TEXTO DADO -
+ + +

El hombre se emancipa políticamente de la religión al desterrarla del derecho público al derecho privado. Ella ya no es el espíritu del Estado, donde el hombre —si bien de un modo limitado, bajo una forma especial y en una esfera especial— se comporta como ser genérico, en comunidad con otros hombres; se ha convertido en el espíritu de la sociedad burguesa, de la esfera del egoísmo, del bellum omnium contra omnes[59]. No es ya la esencia de la comunidad, sino la esencia de la diferencia. Se ha convertido en la expresión de la separación del hombre de su comunidad, de sí mismo y de los otros hombres, lo que originariamente era. No es más que la confesión abstracta de la especial inversión, del capucho privado, de la arbitrariedad. La dispersión infinita de la religión en Norteamérica, por ejemplo, le da ya exteriormente la forma de un asunto puramente individual. Ella se ha degradado al número de los intereses privados y ha sido desterrada de la comunidad como comunidad. Pero no nos engañemos acerca de los límites de la emancipación política. La escisión del hombre en el hombre público y el hombre privado, la dislocación de la religión con respecto al Estado, para desplazarla a la sociedad burguesa, no constituye una fase sino la plenitud de la emancipación política, la cual, por lo tanto, ni suprime ni aspira a suprimir la religiosidad real del hombre.
La desintegración del hombre en el judío y en el ciudadano, en el protestante y en el ciudadano, en el hombre religioso y en el ciudadano, esta desintegración no es ninguna mentira contra la ciudadanía, no es una evasión de la emancipación política sino que es la emancipación política misma, es la forma política de emanciparse de la religión. Es cierto que en las épocas en que el Estado político surge violentamente como Estado político del seno de la sociedad burguesa, en que la autoliberación humana aspira a realizarse bajo la forma de autoliberación política, puede y debe avanzar el Estado hacia la supresión de la religión, hasta la destrucción de la religión, pero sólo como avanza hacia la abolición de la propiedad privada, hacia el precio máximo, hacia la confiscación, hacia el impuesto progresivo, hacia la abolición de la vida, hacia la guillotina. En los momentos de su amor particular propio la vida política trata de aplastar su premisa, la sociedad burguesa y sus elementos, y a constituirse en la vida genérica real y no contradictoria del hombre. No lo logra sino a través de la violenta contradicción con sus propias condiciones de vida, sólo declarando la revolución como permanente y el drama político termina, por tanto, no menos necesariamente con la restauración de la religión, de la propiedad privada, de todos los elementos de la sociedad burguesa, así como la guerra termina con la paz.

+ + +

DATOS ENUMERADOS -

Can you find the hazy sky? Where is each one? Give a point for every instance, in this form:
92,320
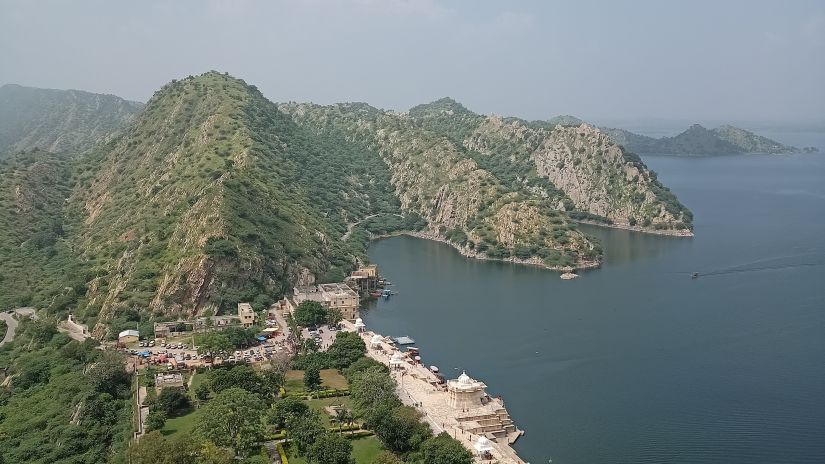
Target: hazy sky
600,60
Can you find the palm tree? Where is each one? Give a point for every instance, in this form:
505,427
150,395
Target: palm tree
342,415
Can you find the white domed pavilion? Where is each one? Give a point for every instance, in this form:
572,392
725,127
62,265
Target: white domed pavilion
465,392
359,325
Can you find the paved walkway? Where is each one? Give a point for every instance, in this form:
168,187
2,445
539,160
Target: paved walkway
415,388
11,322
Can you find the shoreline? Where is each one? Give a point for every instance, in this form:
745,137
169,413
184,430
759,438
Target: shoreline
665,232
415,387
464,251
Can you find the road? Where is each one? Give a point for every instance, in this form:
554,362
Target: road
11,322
11,326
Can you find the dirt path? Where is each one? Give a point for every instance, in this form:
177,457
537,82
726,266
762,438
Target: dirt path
352,225
11,326
11,322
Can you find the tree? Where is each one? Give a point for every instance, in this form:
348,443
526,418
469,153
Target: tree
361,365
282,410
108,375
303,430
172,401
371,387
240,376
202,392
330,448
156,419
212,342
401,430
310,313
444,449
312,378
232,419
342,416
334,316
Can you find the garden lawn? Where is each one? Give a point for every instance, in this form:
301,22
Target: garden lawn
364,450
321,403
183,423
330,378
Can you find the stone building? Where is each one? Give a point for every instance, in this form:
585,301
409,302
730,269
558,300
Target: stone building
364,279
246,314
128,336
465,393
334,296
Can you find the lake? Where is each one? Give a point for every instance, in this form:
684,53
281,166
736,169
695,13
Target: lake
637,362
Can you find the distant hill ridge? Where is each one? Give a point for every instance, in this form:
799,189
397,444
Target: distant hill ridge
59,121
210,194
697,140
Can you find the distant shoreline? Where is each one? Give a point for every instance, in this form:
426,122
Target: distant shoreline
475,255
666,232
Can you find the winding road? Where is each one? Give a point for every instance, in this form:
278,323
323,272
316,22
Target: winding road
352,225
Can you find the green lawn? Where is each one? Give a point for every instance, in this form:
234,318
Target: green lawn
197,379
364,450
321,403
330,378
183,423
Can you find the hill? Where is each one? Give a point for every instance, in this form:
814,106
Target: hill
697,140
212,195
66,121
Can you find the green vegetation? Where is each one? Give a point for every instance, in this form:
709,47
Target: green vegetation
697,140
54,412
60,121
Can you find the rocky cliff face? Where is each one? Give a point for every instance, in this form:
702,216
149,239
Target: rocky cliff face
579,169
589,170
213,195
194,208
697,140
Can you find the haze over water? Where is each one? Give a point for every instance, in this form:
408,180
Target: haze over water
636,361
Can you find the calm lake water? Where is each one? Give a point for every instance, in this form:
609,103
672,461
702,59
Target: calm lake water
637,362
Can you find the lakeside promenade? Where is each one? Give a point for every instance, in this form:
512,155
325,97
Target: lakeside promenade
483,428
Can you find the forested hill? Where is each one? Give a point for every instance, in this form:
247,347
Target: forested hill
697,140
212,195
65,121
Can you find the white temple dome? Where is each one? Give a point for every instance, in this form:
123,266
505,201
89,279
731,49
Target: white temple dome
483,444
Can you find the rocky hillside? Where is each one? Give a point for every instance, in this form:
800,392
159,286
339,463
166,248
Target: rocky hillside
697,140
460,201
212,195
36,263
69,121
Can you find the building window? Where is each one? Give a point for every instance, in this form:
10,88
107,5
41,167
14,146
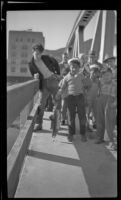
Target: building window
13,62
33,40
13,69
28,40
24,55
24,62
23,70
24,47
13,54
13,46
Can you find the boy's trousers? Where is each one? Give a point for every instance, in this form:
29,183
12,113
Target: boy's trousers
64,109
76,103
53,84
110,119
100,115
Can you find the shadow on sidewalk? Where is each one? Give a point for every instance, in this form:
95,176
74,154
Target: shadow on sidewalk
99,168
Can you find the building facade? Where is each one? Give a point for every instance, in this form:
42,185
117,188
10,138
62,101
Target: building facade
94,30
20,51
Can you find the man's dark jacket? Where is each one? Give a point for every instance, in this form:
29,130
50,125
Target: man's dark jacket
51,64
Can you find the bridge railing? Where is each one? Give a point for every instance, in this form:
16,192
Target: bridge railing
18,97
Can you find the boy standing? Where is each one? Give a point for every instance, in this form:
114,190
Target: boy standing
47,70
74,82
102,100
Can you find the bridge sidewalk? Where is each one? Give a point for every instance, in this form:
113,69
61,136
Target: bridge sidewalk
57,168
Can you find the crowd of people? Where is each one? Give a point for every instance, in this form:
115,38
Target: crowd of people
79,85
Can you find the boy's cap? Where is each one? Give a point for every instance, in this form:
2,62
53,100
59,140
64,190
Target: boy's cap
94,66
38,47
92,53
109,58
74,60
104,70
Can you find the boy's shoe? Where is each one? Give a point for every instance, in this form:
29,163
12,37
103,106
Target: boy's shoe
99,141
63,122
83,138
89,129
38,127
54,134
94,126
70,137
113,147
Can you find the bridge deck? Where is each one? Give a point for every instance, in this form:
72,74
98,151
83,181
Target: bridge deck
57,168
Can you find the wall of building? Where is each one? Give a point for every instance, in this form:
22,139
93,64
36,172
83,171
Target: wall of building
20,51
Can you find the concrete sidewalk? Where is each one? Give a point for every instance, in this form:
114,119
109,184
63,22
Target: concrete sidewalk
58,168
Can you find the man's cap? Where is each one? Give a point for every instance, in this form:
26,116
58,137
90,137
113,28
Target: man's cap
74,60
38,47
104,70
109,58
92,53
94,66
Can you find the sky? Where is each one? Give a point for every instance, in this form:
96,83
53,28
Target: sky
56,25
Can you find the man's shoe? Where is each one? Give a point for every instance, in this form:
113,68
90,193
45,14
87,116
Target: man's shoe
63,122
38,127
54,134
89,129
94,126
99,141
70,138
83,138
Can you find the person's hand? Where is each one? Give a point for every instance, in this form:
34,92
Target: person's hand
36,76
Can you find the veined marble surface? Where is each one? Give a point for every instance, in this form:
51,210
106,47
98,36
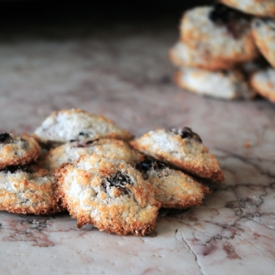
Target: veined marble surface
123,73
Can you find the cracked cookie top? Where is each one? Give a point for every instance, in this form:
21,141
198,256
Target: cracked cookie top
108,193
17,150
173,188
186,152
70,152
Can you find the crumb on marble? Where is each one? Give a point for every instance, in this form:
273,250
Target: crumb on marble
247,144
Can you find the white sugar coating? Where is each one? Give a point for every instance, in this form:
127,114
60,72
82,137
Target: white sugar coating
220,84
264,35
199,31
65,125
263,82
27,192
108,193
255,7
70,152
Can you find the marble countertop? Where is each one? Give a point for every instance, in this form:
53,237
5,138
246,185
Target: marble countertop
122,72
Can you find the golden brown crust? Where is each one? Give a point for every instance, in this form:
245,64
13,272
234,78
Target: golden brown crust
131,209
28,193
174,189
21,150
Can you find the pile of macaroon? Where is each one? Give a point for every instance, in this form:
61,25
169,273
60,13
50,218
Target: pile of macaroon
85,164
227,50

+ + +

ENUNCIADO DEL EJERCICIO -
Reformule en forma de lista el párrafo del texto dado que comienza con «La desintegración del hombre», conservando sus hechos principales.

RESULTADO FINAL -
- La desintegración del hombre en judío y ciudadano, protestante y ciudadano, hombre religioso y ciudadano no es una mentira contra la ciudadanía ni una evasión de la emancipación política. Es la emancipación política misma, la forma política de emanciparse de la religión.
- Cuando el Estado político surge violentamente del seno de la sociedad burguesa, puede y debe avanzar hacia la supresión y la destrucción de la religión. Pero lo hace solo como avanza hacia la abolición de la propiedad privada, el precio máximo, la confiscación, el impuesto progresivo, la abolición de la vida y la guillotina.
- En esos momentos, la vida política trata de aplastar su premisa, la sociedad burguesa y sus elementos, y de constituirse en la vida genérica real y no contradictoria del hombre.
- Solo lo logra en violenta contradicción con sus propias condiciones de vida, declarando la revolución como permanente.
- Por ello, el drama político termina necesariamente con la restauración de la religión, de la propiedad privada y de todos los elementos de la sociedad burguesa, así como la guerra termina con la paz.